- PROBLEM:
Replace "put a marker on" with "place a point on" everywhere it occurs in the lines below, and reproduce the lines with everything else unchanged.

++++++

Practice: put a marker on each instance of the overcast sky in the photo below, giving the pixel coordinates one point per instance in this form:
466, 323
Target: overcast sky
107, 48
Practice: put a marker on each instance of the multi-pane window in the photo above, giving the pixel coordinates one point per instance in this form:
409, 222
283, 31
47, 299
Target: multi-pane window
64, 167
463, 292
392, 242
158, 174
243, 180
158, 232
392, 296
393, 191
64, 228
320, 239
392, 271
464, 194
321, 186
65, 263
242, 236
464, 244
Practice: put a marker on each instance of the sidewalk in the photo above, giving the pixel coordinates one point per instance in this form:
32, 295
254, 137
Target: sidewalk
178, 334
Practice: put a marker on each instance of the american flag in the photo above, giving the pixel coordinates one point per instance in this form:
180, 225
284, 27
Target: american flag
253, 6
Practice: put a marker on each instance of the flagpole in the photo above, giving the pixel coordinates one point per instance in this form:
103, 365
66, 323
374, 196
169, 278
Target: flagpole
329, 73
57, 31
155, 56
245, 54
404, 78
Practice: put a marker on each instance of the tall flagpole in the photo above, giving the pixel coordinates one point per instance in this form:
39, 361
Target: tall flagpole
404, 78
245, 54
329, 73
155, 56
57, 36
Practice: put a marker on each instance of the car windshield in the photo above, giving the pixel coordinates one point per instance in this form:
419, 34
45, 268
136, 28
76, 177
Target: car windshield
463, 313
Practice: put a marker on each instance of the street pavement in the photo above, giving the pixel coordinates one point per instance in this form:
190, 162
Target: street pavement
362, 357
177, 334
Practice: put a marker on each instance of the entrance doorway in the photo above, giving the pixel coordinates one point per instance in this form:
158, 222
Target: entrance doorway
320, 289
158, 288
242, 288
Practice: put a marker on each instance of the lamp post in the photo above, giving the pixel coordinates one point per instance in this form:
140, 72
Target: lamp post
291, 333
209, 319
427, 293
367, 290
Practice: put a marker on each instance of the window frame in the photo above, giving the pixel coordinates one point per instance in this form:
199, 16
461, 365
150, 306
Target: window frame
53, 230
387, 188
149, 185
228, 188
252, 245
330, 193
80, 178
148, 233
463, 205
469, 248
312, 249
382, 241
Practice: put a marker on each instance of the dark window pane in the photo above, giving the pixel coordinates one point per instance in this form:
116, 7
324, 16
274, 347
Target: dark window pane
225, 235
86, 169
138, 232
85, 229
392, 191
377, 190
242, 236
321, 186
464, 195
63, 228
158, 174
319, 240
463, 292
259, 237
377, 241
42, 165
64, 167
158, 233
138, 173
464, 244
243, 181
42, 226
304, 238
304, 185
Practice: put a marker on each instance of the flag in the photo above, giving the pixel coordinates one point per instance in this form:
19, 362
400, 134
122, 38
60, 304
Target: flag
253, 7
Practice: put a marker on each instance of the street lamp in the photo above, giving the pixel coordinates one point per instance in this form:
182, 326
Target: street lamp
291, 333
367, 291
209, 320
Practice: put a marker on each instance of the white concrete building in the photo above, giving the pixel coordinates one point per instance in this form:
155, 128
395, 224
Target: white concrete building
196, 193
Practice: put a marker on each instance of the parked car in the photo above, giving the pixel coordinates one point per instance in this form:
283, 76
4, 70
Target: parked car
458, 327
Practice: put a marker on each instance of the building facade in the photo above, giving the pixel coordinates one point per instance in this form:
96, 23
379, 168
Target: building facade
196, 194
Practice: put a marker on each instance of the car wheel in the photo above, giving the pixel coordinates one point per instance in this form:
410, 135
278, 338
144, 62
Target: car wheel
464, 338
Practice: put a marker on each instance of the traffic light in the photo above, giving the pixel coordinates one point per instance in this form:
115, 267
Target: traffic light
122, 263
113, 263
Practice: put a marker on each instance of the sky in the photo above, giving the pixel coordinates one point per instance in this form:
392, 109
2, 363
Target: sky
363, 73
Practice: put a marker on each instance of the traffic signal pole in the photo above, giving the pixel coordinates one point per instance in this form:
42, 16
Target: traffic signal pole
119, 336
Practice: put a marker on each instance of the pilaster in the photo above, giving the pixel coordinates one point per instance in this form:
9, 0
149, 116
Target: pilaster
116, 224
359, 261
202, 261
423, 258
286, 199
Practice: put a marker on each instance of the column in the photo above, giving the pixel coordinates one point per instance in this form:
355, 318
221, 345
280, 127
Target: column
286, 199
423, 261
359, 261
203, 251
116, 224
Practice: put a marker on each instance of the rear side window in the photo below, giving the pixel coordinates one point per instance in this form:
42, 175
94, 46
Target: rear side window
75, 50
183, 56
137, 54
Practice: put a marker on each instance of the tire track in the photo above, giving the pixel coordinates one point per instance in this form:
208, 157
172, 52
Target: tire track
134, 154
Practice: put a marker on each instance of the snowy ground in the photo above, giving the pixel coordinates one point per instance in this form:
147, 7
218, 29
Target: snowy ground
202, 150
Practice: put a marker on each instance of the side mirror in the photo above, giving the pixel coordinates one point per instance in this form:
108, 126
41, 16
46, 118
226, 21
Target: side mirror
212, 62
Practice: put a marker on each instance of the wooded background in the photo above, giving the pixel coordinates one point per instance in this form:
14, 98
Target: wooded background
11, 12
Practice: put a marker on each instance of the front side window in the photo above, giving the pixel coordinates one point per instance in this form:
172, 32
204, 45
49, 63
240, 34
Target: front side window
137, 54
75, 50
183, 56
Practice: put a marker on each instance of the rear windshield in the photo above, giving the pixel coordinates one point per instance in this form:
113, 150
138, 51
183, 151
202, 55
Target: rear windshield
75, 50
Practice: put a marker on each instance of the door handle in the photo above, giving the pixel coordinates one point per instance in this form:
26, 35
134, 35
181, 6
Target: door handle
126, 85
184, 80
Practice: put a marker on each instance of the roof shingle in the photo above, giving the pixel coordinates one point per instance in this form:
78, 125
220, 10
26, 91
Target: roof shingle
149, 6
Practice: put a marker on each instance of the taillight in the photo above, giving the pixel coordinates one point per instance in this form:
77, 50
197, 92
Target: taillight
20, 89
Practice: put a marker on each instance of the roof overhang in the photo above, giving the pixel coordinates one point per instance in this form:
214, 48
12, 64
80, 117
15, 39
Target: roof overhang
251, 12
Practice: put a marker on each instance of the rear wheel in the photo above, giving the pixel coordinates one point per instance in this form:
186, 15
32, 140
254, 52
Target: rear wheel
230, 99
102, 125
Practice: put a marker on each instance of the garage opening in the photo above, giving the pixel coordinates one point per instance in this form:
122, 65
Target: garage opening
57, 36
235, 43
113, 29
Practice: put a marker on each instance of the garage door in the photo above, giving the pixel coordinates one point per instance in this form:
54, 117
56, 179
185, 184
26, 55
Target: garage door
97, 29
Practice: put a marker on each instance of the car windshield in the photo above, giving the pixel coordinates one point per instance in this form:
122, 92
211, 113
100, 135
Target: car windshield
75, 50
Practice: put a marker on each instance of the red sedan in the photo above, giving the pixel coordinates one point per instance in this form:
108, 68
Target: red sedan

++++++

- COMPLETE RESPONSE:
Practice: place a point on each instance of the overcast sky in the photo below, giving the pixel coordinates one point per instance in this form:
466, 323
Target: overcast sky
107, 48
Practice: place a point on each instance of the multi-pane window in the photo above, giving the pixel coordinates one point per instance in this form:
409, 222
283, 31
47, 299
Target: multi-pane window
64, 167
463, 292
392, 242
158, 174
243, 180
158, 232
392, 296
393, 191
64, 228
320, 239
392, 271
464, 194
321, 186
65, 263
242, 236
464, 244
Practice: place a point on each instance of the sidewalk in the photo above, giving the pixel coordinates one point per instance in this form:
32, 295
254, 137
Target: sidewalk
178, 334
Practice: place a point on each instance of the american flag in the photo above, giving the pixel coordinates one point per instance in this form:
180, 225
284, 27
Target: american flag
253, 6
Practice: place a point on each instance of the flagpole in the photo above, giving the pixel coordinates one point per instance in this form:
103, 365
66, 323
374, 196
169, 278
Target: flagpole
329, 73
57, 31
155, 56
245, 54
404, 78
Practice: place a point on each instance of the tall flagpole in the photo above, giving the pixel coordinates one point per instance in this form:
39, 361
Target: tall flagpole
404, 78
245, 54
329, 73
155, 56
57, 36
Practice: place a point on each instance of the car windshield in the photo above, giving the pixel coordinates one point per instance in this form:
419, 34
45, 268
136, 28
76, 177
Target: car windshield
463, 313
Practice: place a point on each instance of the street pavement in the photo above, giving the pixel coordinates one point per instance in this form:
190, 162
Target: street pavement
362, 357
177, 334
Practice: place a point on each instance of the entrance doorway in the photo above, giving the pixel coordinates one point per instance in this form:
158, 222
Target: entrance doorway
320, 289
158, 288
242, 288
Practice: place a point on each instance of the lamp post in the photo above, giving the pixel coordinates one point per instance in this form:
140, 72
Target: lamp post
291, 333
209, 319
427, 293
367, 290
Practice: place a point on each instance of the window frame in the photo above, giving the pixel coordinates one point per instance in this form:
199, 16
461, 365
150, 306
Target: window frame
53, 230
387, 188
149, 185
228, 188
252, 245
330, 193
80, 178
148, 233
463, 205
469, 248
312, 249
382, 241
Practice: place a point on each instance of the dark window pane in the photo above, giving the pixel coordinates one point per instance in this form:
116, 7
324, 16
274, 347
Target: dark window pane
225, 235
86, 169
138, 232
85, 229
392, 191
377, 190
242, 236
321, 186
464, 195
63, 228
158, 174
319, 240
463, 292
259, 237
377, 241
42, 165
64, 167
158, 233
138, 173
464, 244
243, 181
42, 226
304, 238
304, 185
Practice: place a point on each instance of the flag in the photo above, giving the pixel coordinates one point per instance in this form:
19, 362
400, 134
122, 38
60, 304
Target: flag
253, 7
Practice: place a point on each instance of the street lamp in the photo above, giving the pixel coordinates one point per instance in this form:
182, 326
Target: street lamp
291, 333
367, 291
209, 320
Practice: place a point on each instance of the white concrete building in the photo above, giving the pixel coordinates one point per instance in this form:
155, 128
395, 224
Target: white concrete building
196, 193
Practice: place a point on each instance of the parked car in the photo above, giving the pixel coordinates one point per instance in this form:
283, 76
4, 70
Target: parked car
458, 327
Practice: place a point on each instance of the building facade in the photo above, giving the pixel coordinates one point per instance in this form:
96, 23
379, 168
Target: building facade
196, 194
Practice: place a point on each instance of the car wheel in the photo above, giving the pixel coordinates one point per instance in this form:
410, 135
278, 338
144, 62
Target: car wheel
464, 338
Practice: place a point on each instance of the traffic light in the photo above, giving the pixel coordinates one point per instance in this form:
115, 267
Target: traffic light
122, 263
113, 263
Practice: place a point on each instance of the sky in the photo above, giving the pixel coordinates one point per instance in this form:
392, 109
2, 363
Target: sky
363, 73
Practice: place a point on each instance of the traffic signal pole in the photo above, giving the pixel coordinates one point per instance in this form:
42, 16
Target: traffic signal pole
119, 336
Practice: place a point on each instance of the pilaster in the photo above, giving the pixel coordinates one point per instance in this form:
9, 0
149, 116
Target: pilaster
116, 224
359, 261
202, 261
423, 258
286, 199
Practice: place a point on each instance of the column in the photo above, giving the pixel coordinates one point per instance in this form:
355, 318
221, 345
280, 127
Target: column
286, 199
423, 261
359, 261
203, 251
116, 224
Practice: place a point on each instance of the rear side window in the photo below, giving the pixel coordinates one point per instance in this form:
42, 175
94, 46
Target: rear side window
75, 50
183, 56
137, 54
Practice: place a point on each instance of the tire track in the photo above, giving the pixel coordinates one point per instance in this form:
208, 157
172, 52
Target: tire track
134, 154
Practice: place a point on each instance of the snowy ground in the photo above, giving the pixel coordinates one point per instance in this form:
147, 7
218, 29
Target: snowy ground
202, 150
Practice: place a point on each instance of the side mirror in the photo above, giving the pixel coordinates one point per instance in this form:
108, 126
41, 16
46, 118
226, 21
Target: side mirror
212, 62
Practice: place a point on each instance of the wooded background in the photo above, giving the pixel coordinates one point per instance in this form:
14, 98
Target: wooded background
11, 12
Practice: place a point on each instance of the front side window in the photo above, giving the pixel coordinates one point per instance in this form:
172, 32
204, 45
49, 63
240, 34
Target: front side window
137, 54
75, 50
183, 56
Practice: place a point on each instance of the rear windshield in the photo above, giving the pixel coordinates one point per instance in this form:
113, 150
138, 51
183, 151
202, 55
Target: rear windshield
75, 50
Practice: place a point on each instance of the door handle in the photo above, giving the pixel coordinates one point per instance in this form:
26, 35
134, 35
181, 6
Target: door handle
126, 85
184, 80
Practice: place a point on each instance of the roof shingle in the photo above, giving the pixel coordinates one point per instance in this form:
78, 125
220, 10
26, 91
Target: roof shingle
149, 6
Practice: place a point on each instance of the taillight in the photo above, giving the pixel coordinates one point per instance in this form:
77, 50
197, 92
Target: taillight
20, 89
Practice: place a point on each instance of the roof overhang in the photo above, giving the pixel coordinates one point per instance in this form:
214, 48
12, 64
80, 117
15, 39
Target: roof overhang
251, 12
Practice: place a point on each instance of the rear wheel in the photo above, giving the pixel coordinates one point per instance in this form:
186, 15
32, 140
254, 52
Target: rear wheel
230, 99
102, 125
Practice: place a point on each instance of the garage opening in the photo above, giving the pixel coordinates one point per instance in this form:
122, 65
Target: garage opening
57, 36
235, 43
113, 29
Practice: place a point on each instance of the garage door in the photo above, giving the pixel coordinates one point per instance in this form:
54, 117
56, 179
185, 184
26, 55
Target: garage door
97, 29
Practice: place a point on each instance of the car windshield in the photo above, giving the pixel coordinates one point per instance in this form:
122, 92
211, 113
100, 135
Target: car windshield
75, 50
Practice: place a point on each instance of the red sedan in the photo above, giving the pixel coordinates one point per instance in this form:
108, 68
Target: red sedan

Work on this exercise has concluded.